Natural-language object grounding data:
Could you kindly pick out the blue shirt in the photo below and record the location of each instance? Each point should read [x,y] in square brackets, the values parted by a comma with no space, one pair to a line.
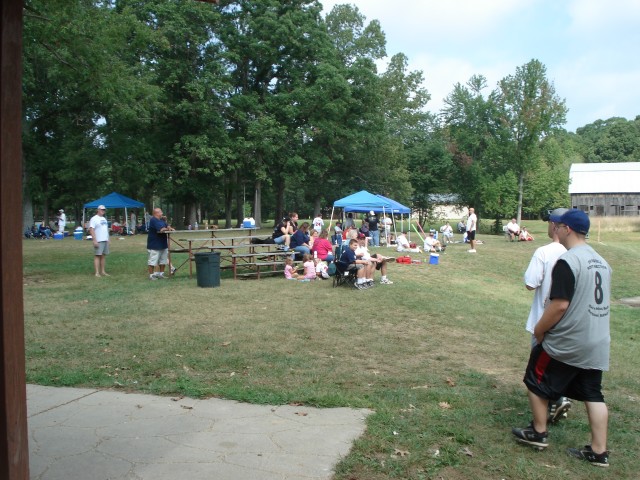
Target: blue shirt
[155,239]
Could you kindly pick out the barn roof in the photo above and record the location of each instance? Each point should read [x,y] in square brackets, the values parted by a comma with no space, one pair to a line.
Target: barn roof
[605,177]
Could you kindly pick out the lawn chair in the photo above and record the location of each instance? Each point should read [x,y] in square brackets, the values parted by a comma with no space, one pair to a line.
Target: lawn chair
[341,276]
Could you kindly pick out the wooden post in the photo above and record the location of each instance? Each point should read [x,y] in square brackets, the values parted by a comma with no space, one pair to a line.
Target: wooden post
[14,448]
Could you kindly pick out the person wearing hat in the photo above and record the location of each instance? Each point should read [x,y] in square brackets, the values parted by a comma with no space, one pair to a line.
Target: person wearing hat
[572,340]
[99,231]
[537,278]
[376,262]
[62,221]
[374,232]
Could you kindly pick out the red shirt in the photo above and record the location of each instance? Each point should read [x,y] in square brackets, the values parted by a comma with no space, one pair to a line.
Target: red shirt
[323,247]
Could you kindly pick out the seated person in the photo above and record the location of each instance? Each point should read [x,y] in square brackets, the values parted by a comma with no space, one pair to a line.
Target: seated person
[44,231]
[364,228]
[300,239]
[348,261]
[525,236]
[376,262]
[431,244]
[336,238]
[447,233]
[281,233]
[322,247]
[351,233]
[403,245]
[313,236]
[289,270]
[513,230]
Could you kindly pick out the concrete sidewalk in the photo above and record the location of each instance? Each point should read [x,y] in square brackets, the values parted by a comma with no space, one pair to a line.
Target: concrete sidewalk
[77,434]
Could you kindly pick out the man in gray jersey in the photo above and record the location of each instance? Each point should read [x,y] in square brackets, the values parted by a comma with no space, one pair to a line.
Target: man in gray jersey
[573,340]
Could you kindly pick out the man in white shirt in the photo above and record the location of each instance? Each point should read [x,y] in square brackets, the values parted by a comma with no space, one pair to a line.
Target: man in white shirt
[513,229]
[318,224]
[472,222]
[376,262]
[99,231]
[62,221]
[538,279]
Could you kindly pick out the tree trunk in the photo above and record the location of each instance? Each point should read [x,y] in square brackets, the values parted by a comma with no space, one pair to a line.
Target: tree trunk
[316,206]
[257,204]
[27,204]
[520,190]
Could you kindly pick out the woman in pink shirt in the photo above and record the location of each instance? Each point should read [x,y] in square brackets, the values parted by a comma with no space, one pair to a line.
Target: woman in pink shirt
[323,247]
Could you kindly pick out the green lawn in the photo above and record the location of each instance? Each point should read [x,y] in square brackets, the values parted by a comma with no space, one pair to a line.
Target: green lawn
[439,355]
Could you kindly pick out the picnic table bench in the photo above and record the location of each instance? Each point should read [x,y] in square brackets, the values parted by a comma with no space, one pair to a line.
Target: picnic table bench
[237,253]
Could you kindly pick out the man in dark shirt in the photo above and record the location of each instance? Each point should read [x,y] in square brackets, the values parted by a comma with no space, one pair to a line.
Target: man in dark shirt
[158,245]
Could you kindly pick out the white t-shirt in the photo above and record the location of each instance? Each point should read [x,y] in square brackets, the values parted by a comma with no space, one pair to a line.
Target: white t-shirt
[471,222]
[100,227]
[513,227]
[538,276]
[363,253]
[318,224]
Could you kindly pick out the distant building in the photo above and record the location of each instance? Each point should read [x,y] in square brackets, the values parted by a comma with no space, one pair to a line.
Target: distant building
[606,189]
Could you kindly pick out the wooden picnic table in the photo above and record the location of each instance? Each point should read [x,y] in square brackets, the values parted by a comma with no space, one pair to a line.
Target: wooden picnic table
[236,251]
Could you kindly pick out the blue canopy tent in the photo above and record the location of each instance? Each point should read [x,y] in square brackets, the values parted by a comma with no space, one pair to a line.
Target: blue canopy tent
[114,200]
[364,201]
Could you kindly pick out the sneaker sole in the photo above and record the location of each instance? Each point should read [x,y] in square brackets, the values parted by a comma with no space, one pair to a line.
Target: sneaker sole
[560,413]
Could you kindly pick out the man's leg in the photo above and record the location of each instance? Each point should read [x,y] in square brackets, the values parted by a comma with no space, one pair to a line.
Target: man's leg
[539,407]
[598,420]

__TASK PROMPT__:
Reproduce the data above exactly, leaving each picture out.

__RESULT FOR THIS EXERCISE__:
Could you kindly pick out the blue shirt in the photo below and record the location of each instance? Each point should read [x,y] in square brackets, the values parted by a comma with no space, one pair to a line.
Target: blue shirt
[155,239]
Could you kindly pick out the barn roof in the photo above and record the location of each instance? Each point should read [x,y] in square brackets, the values parted by a comma with no space, one pair to a line.
Target: barn roof
[605,177]
Could you kindly pick out the lawn chair in the photo above and record the location of each instance? Each point should read [x,y] in square brackets, the values parted by a comma with no space, one pair to a line.
Target: lawn chair
[341,276]
Could you kindly pick out the wooden post in the photo above and record the location of each instance? Each point should read [x,y] in square brackets, the values parted by a comma with no space, one pair to a line.
Target: wooden post
[14,448]
Could you kindly pick out the person wearing hat in the photo above and record the location of each instance? Each point should read [x,y] in square brackets, the values parted by a comma with no space, one pair to a line.
Target: person wearing hat
[572,340]
[99,231]
[537,278]
[376,262]
[62,221]
[374,232]
Could you kindly pick out the red shirt in the photo above and record the location of each instance? Each point should read [x,y] in square brackets, the values parted by a comma with no space, one pair to a line.
Target: red shirt
[323,247]
Could you kindly pick out the seated person in the photo above and record the location of each instance? Each point should read [x,y] in square brackets, the values parted by a comma with no space, one pair to a line.
Target: seated person
[44,231]
[364,228]
[300,239]
[348,261]
[525,236]
[376,262]
[431,244]
[336,238]
[447,233]
[281,233]
[322,247]
[351,233]
[403,245]
[313,236]
[289,270]
[513,230]
Could you kindly pick out the concrete sidewalk in the photo above and record the location of each instance? Each point should read [x,y] in square brackets, the values parted by a comma with no space, one pair to a line.
Target: concrete sidewalk
[77,434]
Could you kindly pick out the man in gray jersey in the photo above and record the location of each instance? Each point should read [x,y] in square brackets, the values parted by a comma with no space, one pair to a line.
Target: man in gray jersey
[573,340]
Could you kindly pick out the man in white shirt in the photo above and record the location of each instance? Each point should read [x,y] in square brackets, the values parted by a comma with no space, one pair to a line.
Target: man in white shirt
[513,229]
[318,224]
[472,222]
[376,262]
[99,231]
[62,221]
[538,279]
Could you kindly pick out the tree trunk in the photo above and record the location of each instance? Each point should read [x,y] in square brackets, the values parted by a comma with no space, one pair to a line.
Target: tree trunk
[316,206]
[257,204]
[27,204]
[520,190]
Could you kindly pick out the woman in pink shirt in the photo above and record the location of each instance? Each point should read [x,y] in square brackets, the values parted by a comma with no space, one pair to a line.
Target: woman in pink shirt
[323,247]
Could you kindly pick out the green lawn in the photo above and record the location of each instance? Each point should read [x,y] in square brackets, the values parted by a comma with no space, one pair to a line.
Target: green lawn
[439,355]
Could you kindly pick out the picnic table bench in the photo above and record the location of each instance? Each point should read [x,y] in square brackets, the values parted by a comma with no space, one pair to a line.
Target: picnic table bench
[237,253]
Could you kindly pick out the man in dark shirt in the photo above and record the location of each instance? Each point should read [x,y] in square brackets, the values parted by a comma with no space, one pair to a line.
Target: man in dark shirt
[158,245]
Could you kindly pick out the white t-shirt in the photo above and record the location of each instance? Each point should read [x,y] in square brackets, the values parted by a comma with no space, one pair to a line.
Target: white t-shirt
[471,222]
[100,227]
[513,227]
[538,276]
[363,253]
[318,224]
Could you kindly pick out the distant building in the photo above and record the location of each instance? Each point should read [x,y] in square brackets, the values parted by a comma with no space, one pair to a line.
Target: distant building
[606,189]
Could you kindly pick out the wooden picnic table in the photo above and record the location of each instance? Each point should read [x,y] in square brackets, the values parted by a comma with no space, one pair to a line.
Target: wooden picnic table
[236,251]
Could you kindly pick out the blue canopy tent in the photo above and record the location of each instance? Each point should read [x,y] in square brackets, the values parted by a comma with no space, one pair to a line.
Target: blue canopy tent
[114,200]
[364,201]
Could you kindly pick out the sneaker sole in the photo above and record the location of each instance? Each point should read [x,y] in square brackets, the values parted by a comma with no space, one pair to a line.
Target: sneaker sole
[560,413]
Could you kindly pick out the man's leg in the photo above and record the location of each instance? Each point should read [x,y] in square brackets, the values parted by a comma with no space, one pair to a line.
Target: man's leg
[539,407]
[598,420]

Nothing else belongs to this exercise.